■ WHAT IS EXPECTED
Starting at the line that contains "--target human hand", copy each line through the final one exactly as written.

■ MATERIAL

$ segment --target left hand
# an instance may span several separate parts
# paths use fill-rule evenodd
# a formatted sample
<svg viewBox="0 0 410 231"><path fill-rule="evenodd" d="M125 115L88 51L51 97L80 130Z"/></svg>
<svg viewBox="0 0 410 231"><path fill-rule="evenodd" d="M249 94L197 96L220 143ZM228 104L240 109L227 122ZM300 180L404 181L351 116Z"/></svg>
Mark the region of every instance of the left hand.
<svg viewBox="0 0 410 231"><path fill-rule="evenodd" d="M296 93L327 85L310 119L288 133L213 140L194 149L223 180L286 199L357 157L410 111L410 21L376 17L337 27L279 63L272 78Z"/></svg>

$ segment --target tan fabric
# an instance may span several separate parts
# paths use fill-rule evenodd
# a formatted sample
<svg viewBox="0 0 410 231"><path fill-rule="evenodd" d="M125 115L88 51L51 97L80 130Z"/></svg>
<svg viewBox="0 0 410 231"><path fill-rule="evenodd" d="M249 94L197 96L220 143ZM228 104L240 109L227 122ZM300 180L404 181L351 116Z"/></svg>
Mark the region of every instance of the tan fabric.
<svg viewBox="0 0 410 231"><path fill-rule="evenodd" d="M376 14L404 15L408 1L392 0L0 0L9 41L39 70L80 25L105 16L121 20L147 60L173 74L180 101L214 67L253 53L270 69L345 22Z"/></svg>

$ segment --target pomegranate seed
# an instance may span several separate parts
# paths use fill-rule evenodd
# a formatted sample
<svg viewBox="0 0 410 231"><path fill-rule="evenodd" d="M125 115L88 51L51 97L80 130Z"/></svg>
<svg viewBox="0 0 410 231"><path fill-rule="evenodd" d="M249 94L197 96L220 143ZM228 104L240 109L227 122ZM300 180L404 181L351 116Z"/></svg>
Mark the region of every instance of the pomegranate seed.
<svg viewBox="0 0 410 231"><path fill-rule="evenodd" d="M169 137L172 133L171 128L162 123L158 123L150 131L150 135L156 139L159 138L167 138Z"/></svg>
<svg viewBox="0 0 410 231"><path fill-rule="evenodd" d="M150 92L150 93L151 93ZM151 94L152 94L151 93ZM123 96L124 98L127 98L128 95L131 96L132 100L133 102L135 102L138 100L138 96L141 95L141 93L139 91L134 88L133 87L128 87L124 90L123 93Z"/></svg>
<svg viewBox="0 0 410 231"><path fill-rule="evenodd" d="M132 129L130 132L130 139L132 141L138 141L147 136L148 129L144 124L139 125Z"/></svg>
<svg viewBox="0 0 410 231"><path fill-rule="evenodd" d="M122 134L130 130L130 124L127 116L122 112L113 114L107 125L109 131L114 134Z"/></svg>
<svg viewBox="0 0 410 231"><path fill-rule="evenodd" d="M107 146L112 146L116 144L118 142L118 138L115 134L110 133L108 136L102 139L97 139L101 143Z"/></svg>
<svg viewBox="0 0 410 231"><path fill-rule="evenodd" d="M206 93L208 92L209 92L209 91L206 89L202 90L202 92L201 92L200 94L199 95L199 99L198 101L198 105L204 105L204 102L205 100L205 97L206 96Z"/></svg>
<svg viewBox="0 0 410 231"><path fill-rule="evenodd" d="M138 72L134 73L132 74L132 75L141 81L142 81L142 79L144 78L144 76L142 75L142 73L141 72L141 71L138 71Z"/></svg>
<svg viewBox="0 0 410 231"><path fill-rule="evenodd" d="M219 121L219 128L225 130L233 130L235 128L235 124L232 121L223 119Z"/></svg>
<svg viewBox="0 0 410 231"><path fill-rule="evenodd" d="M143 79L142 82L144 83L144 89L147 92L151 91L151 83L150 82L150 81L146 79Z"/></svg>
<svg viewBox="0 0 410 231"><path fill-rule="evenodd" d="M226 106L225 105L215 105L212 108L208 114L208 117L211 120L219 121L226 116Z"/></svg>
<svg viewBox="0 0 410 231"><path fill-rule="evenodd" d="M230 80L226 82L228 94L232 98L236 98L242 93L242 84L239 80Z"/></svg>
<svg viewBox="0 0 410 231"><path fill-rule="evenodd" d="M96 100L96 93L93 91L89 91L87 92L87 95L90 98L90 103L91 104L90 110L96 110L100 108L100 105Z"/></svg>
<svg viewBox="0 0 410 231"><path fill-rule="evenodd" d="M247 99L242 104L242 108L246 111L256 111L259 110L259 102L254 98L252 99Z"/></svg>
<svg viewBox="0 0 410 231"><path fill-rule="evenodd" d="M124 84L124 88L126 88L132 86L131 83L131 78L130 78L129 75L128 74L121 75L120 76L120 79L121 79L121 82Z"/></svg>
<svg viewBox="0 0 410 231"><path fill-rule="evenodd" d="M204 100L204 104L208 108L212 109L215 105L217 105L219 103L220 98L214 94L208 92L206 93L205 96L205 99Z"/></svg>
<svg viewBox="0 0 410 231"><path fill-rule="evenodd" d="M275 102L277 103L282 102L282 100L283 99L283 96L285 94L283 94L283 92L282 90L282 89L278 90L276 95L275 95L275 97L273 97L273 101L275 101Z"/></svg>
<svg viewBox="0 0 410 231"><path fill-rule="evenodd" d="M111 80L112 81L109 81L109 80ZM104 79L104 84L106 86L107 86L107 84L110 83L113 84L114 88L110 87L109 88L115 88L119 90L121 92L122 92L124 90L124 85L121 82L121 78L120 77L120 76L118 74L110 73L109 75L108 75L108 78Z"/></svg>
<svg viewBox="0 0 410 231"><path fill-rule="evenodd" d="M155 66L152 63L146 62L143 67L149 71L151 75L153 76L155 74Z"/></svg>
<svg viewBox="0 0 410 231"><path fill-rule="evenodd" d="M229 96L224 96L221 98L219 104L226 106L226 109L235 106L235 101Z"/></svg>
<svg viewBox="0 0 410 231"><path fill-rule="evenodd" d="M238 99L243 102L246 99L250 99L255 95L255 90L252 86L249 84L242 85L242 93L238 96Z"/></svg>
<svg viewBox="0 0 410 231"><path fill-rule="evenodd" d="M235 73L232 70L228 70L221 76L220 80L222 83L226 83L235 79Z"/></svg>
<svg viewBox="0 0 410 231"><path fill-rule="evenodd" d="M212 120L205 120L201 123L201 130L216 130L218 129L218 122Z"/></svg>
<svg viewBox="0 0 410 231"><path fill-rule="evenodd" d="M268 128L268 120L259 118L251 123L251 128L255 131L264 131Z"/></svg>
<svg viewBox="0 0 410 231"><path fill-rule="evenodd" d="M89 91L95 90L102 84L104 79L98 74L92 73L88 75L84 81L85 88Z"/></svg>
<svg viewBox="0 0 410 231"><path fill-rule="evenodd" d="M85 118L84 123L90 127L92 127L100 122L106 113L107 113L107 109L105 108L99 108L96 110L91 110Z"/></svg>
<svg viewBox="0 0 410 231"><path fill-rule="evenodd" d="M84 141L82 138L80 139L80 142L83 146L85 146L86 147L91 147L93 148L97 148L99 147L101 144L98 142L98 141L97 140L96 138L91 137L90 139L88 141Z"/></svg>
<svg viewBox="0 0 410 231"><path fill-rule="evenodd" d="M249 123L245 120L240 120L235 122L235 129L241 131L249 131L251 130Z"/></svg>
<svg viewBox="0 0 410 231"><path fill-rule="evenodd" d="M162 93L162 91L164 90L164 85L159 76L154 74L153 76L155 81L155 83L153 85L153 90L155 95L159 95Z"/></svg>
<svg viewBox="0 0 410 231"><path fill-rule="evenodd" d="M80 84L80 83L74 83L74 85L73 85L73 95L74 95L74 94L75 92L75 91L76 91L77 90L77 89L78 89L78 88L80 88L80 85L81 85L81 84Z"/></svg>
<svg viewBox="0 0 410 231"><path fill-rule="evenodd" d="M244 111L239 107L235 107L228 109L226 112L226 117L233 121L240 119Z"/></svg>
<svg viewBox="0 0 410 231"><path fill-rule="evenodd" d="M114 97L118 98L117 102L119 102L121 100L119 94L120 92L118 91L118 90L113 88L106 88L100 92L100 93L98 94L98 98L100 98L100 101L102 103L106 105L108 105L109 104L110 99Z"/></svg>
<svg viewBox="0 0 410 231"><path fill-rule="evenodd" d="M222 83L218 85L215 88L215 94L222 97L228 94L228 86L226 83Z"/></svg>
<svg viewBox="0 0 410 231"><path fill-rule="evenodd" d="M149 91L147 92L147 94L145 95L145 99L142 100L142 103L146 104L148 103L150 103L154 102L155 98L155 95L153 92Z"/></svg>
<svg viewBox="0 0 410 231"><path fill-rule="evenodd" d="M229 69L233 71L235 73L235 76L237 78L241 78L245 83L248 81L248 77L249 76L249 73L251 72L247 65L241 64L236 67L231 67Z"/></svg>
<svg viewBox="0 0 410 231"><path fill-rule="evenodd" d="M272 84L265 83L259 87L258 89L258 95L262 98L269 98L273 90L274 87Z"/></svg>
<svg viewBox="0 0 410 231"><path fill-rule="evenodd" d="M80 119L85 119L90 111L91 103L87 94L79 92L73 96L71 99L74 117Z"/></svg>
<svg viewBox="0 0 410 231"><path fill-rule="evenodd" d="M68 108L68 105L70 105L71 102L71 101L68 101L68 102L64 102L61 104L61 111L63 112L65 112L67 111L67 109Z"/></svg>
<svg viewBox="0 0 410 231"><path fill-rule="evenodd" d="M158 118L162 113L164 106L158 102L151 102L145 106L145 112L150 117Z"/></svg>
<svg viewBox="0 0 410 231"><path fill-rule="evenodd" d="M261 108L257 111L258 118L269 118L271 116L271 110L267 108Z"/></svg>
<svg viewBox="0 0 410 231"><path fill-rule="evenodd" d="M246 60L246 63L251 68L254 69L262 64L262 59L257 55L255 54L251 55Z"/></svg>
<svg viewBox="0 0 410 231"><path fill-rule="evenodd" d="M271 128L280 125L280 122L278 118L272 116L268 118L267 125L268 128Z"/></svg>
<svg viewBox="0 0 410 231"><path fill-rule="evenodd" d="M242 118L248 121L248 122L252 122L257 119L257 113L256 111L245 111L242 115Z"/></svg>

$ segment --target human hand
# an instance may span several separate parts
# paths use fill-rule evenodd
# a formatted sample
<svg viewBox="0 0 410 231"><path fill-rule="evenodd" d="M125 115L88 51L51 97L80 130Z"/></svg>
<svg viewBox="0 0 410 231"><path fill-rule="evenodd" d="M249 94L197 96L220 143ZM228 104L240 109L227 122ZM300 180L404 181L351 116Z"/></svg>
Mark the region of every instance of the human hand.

■ CORRECT OUTPUT
$ segment --target human hand
# an instance may span several separate parts
# paths use fill-rule evenodd
# a formatted sample
<svg viewBox="0 0 410 231"><path fill-rule="evenodd" d="M125 115L88 51L51 97L80 130Z"/></svg>
<svg viewBox="0 0 410 231"><path fill-rule="evenodd" d="M249 94L197 96L220 143ZM228 104L240 109L227 122ZM300 180L404 181L351 116Z"/></svg>
Mark the region of every instance of the human hand.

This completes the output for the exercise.